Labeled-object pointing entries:
======

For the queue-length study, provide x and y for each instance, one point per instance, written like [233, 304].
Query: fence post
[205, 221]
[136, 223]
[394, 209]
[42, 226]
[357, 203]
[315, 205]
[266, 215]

======

*Written task:* Format every line of the data above as a numbered list, leaving out any blank lines.

*Written answer:*
1. For the queue-length study, provide x and y for each instance, one point per instance, written like [233, 304].
2. Query: fence post
3. [205, 221]
4. [136, 223]
5. [394, 209]
6. [42, 226]
7. [357, 203]
8. [315, 205]
9. [266, 215]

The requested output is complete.